- _Requirements_:
Render all the entries below as a two-column CSV headed entry and answer, with one row per entry holding its text and its answer. Put each field in quotes and replace line breaks with spaces.

###

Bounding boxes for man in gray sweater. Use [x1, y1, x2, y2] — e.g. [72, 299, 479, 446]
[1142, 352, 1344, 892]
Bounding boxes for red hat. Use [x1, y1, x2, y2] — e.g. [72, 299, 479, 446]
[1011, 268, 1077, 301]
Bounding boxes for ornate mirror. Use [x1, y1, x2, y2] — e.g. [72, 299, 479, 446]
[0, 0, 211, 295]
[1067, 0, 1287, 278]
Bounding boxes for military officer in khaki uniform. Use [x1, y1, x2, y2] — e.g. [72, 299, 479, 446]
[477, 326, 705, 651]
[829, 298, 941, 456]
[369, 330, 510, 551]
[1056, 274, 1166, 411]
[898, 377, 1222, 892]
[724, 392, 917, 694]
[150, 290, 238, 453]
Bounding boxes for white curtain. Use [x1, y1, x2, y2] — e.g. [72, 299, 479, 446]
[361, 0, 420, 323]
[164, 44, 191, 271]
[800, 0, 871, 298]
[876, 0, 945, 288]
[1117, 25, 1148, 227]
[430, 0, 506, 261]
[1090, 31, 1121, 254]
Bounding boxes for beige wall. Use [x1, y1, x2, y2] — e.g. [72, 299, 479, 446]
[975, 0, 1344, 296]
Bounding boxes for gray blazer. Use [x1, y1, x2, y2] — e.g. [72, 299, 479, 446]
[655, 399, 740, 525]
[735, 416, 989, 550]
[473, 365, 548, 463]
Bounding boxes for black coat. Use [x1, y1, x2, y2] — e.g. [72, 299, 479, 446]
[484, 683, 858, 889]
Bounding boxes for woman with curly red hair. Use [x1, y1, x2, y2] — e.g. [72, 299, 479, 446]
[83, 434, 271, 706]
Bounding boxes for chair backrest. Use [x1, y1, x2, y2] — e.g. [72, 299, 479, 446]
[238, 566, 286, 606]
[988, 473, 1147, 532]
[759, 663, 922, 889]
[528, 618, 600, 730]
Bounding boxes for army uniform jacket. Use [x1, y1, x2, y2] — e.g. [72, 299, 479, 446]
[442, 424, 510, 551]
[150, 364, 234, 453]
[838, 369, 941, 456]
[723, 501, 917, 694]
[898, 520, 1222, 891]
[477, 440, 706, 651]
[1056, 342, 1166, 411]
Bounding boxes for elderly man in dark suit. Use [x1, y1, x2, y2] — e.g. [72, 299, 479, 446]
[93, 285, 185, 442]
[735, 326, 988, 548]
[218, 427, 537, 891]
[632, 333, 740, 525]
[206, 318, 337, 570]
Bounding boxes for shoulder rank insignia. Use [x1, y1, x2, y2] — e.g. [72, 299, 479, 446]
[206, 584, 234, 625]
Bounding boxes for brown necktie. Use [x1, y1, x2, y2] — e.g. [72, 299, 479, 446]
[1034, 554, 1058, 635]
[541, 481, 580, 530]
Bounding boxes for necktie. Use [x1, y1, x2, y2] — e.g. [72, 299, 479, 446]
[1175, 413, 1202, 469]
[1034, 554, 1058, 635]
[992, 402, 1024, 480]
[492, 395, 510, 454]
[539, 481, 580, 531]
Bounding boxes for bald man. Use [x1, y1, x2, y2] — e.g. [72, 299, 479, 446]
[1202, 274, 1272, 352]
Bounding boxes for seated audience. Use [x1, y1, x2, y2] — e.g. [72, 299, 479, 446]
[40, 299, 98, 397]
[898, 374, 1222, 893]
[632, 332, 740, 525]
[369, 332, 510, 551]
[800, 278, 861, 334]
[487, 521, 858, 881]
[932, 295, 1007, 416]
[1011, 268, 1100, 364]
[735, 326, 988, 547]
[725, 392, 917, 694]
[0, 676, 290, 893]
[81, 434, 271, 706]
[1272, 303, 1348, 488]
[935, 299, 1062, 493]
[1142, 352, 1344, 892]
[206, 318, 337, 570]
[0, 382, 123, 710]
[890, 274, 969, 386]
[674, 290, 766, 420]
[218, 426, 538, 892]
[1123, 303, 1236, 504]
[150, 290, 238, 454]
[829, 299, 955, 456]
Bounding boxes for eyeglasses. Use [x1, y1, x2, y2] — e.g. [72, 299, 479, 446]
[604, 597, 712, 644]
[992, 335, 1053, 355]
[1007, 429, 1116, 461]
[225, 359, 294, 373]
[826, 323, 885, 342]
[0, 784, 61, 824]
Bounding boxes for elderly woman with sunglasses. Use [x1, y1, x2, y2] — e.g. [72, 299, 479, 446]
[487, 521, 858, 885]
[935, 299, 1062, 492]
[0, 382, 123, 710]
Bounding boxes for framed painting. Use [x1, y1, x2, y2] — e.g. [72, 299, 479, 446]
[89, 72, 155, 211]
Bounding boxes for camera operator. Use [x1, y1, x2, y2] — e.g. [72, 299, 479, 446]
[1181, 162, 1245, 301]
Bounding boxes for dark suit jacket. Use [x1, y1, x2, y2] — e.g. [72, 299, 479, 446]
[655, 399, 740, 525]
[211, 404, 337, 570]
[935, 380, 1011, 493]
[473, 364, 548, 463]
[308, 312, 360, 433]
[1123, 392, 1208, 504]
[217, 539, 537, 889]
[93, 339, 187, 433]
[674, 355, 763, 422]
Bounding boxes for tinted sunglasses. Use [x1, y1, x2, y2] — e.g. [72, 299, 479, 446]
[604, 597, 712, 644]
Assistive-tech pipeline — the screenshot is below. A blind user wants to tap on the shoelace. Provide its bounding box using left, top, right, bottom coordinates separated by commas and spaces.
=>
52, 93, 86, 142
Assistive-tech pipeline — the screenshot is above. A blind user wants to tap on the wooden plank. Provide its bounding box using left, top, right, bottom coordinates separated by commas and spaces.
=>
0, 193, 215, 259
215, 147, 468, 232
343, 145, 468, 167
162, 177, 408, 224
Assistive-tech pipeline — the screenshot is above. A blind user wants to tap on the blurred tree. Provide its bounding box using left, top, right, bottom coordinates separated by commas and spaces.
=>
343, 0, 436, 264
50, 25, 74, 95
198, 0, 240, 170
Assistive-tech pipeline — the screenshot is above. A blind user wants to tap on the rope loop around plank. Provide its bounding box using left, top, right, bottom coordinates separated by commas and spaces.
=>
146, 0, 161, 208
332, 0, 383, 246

###

- _Exercise response_:
entry,answer
"Bounding boxes for man in gray sweater. Use [x1, y1, x2, y2] — e.g. [72, 299, 479, 446]","[1142, 352, 1344, 892]"
"Bounding boxes for red hat. Use [x1, y1, x2, y2] — e.g. [72, 299, 479, 446]","[1011, 268, 1077, 301]"
"Bounding boxes for ornate mirror. Use [x1, y1, x2, y2] — e.g. [72, 299, 479, 446]","[0, 0, 211, 295] [1067, 0, 1287, 278]"
"Bounding boxes for military officer in khaki uniform. Use [x1, y1, x2, y2] — e.g. [72, 299, 479, 446]","[477, 326, 705, 651] [829, 298, 941, 456] [369, 330, 510, 551] [1056, 274, 1166, 411] [898, 377, 1222, 892] [724, 392, 917, 694] [150, 290, 238, 453]"
"Bounding boxes for white curtain. Use [x1, y1, x2, y2] — e.g. [72, 299, 479, 446]","[361, 0, 420, 323] [164, 44, 191, 271] [800, 0, 871, 298] [876, 0, 945, 288] [1117, 25, 1148, 227] [430, 0, 506, 261] [1090, 31, 1121, 254]"
"Bounding boxes for beige wall. Use [x1, y1, x2, y2] — e.g. [72, 299, 479, 446]","[975, 0, 1344, 296]"
"Bounding boxes for gray blazer. Use [x1, y1, x2, y2] — e.g. [72, 299, 479, 446]","[655, 399, 740, 525] [735, 416, 989, 550] [473, 365, 548, 463]"
"Bounding boxes for black coat. Use [x1, y1, x2, y2] — e.g. [72, 299, 479, 446]","[484, 683, 858, 889]"
"Bounding boxes for woman with curly red hair. Use [x1, y1, x2, y2] — e.g. [72, 299, 479, 446]","[83, 434, 271, 706]"
"Bounding boxes for chair backrest. Use [x1, y1, x2, y2] — e.g. [72, 299, 479, 446]","[238, 566, 286, 606] [988, 473, 1147, 532] [759, 663, 922, 889] [528, 618, 600, 730]"
"Bounding boxes for army uniform jacket. Use [x1, y1, x2, y2] — e.g. [72, 299, 479, 446]","[442, 424, 510, 551] [150, 364, 234, 453] [838, 369, 941, 456] [723, 501, 917, 694] [898, 520, 1222, 891] [477, 440, 706, 651] [1056, 342, 1166, 411]"
"Bounding boxes for elderly man in dark suit. Use [x1, y1, x2, y2] — e.g. [72, 299, 479, 446]","[93, 285, 185, 442] [735, 326, 988, 548] [218, 427, 537, 891] [632, 333, 740, 525] [206, 318, 337, 570]"
"Bounding boxes for shoulder rank insignia. Use [x1, y1, x2, y2] — e.g. [72, 299, 479, 446]","[206, 584, 234, 625]"
"Bounding boxes for brown necktie. Use [x1, y1, x2, y2] — e.g. [72, 299, 479, 446]","[1034, 554, 1058, 635] [541, 481, 580, 530]"
"Bounding boxes for necktie. Use [x1, y1, x2, y2] — e.g. [72, 299, 479, 446]","[1175, 413, 1202, 469] [1034, 554, 1058, 635] [992, 402, 1024, 480] [492, 395, 510, 454] [539, 481, 580, 531]"
"Bounding boxes for bald man. Use [x1, y1, x2, y2] — e.g. [72, 299, 479, 446]","[1202, 274, 1272, 352]"
"Bounding boxes for seated audience. Use [x1, y1, x2, y2] — e.g. [72, 299, 479, 446]","[40, 299, 98, 397] [898, 374, 1222, 893] [632, 332, 740, 525] [369, 332, 510, 551] [800, 278, 861, 334] [487, 521, 858, 881] [932, 295, 1007, 416] [1011, 268, 1100, 364] [735, 326, 988, 547] [725, 392, 917, 694] [0, 676, 290, 893] [81, 434, 271, 706] [1272, 303, 1348, 488] [935, 299, 1062, 493] [1142, 352, 1344, 892] [206, 318, 337, 570] [0, 382, 123, 710] [890, 274, 969, 386] [674, 290, 766, 420] [218, 426, 538, 892] [1123, 303, 1236, 504] [150, 290, 238, 454] [829, 299, 955, 456]"
"Bounding boxes for eyeglasses. Use [x1, y1, x2, y2] — e.g. [72, 299, 479, 446]","[604, 597, 712, 644] [992, 335, 1053, 355] [1007, 429, 1116, 461] [225, 359, 294, 373] [826, 323, 885, 342] [0, 784, 61, 824]"
"Bounding boxes for elderly woman with sunglasses. Use [x1, y1, x2, y2] — e.g. [72, 299, 479, 446]","[487, 521, 858, 885] [935, 299, 1062, 492] [0, 382, 123, 710]"
"Bounding boxes for framed painting. Use [x1, y1, x2, y2] — e.g. [72, 299, 479, 446]","[89, 72, 155, 211]"
"Bounding boxes for camera operator. Use [x1, y1, x2, y2] — e.g. [72, 299, 479, 446]","[1181, 162, 1245, 301]"
"Bounding boxes for dark suit jacket. Use [x1, y1, x2, y2] — e.g. [72, 299, 479, 446]","[655, 399, 740, 525] [211, 404, 337, 570] [935, 380, 1011, 493] [473, 364, 548, 463] [308, 312, 360, 433] [1123, 392, 1208, 504] [217, 539, 537, 889] [93, 339, 187, 433] [674, 355, 763, 422]"
"Bounding boxes for tinted sunglasses. Use [x1, y1, x2, y2] — e.g. [72, 299, 479, 446]","[604, 597, 712, 644]"
"Assistive-tech pipeline — the screenshot is below. A blind user wants to tap on the shoelace. Provide its bounding box using left, top, right, bottom coordinates separated by commas and spaces. =>","52, 93, 86, 142"
"Assistive-tech pipeline — the screenshot is above. A blind user wants to tap on the wooden plank. Provide its bounding box using left, top, right, bottom coordinates separated by commas and spaces. =>","0, 193, 215, 259 215, 147, 468, 232 343, 145, 468, 167 162, 177, 408, 224"
"Assistive-tech pipeline — the screenshot is above. A blind user wants to tap on the blurred tree. Provide its bounding box using left, top, right, bottom coordinates separated by commas and spaces. =>","343, 0, 436, 264 50, 25, 74, 95 198, 0, 240, 170"
"Assistive-tech pipeline — the screenshot is above. A blind user wants to tap on the rope loop around plank. Provide its bounding box using left, top, right, bottom coordinates separated by commas and spaces. =>","146, 0, 161, 208 332, 0, 383, 246"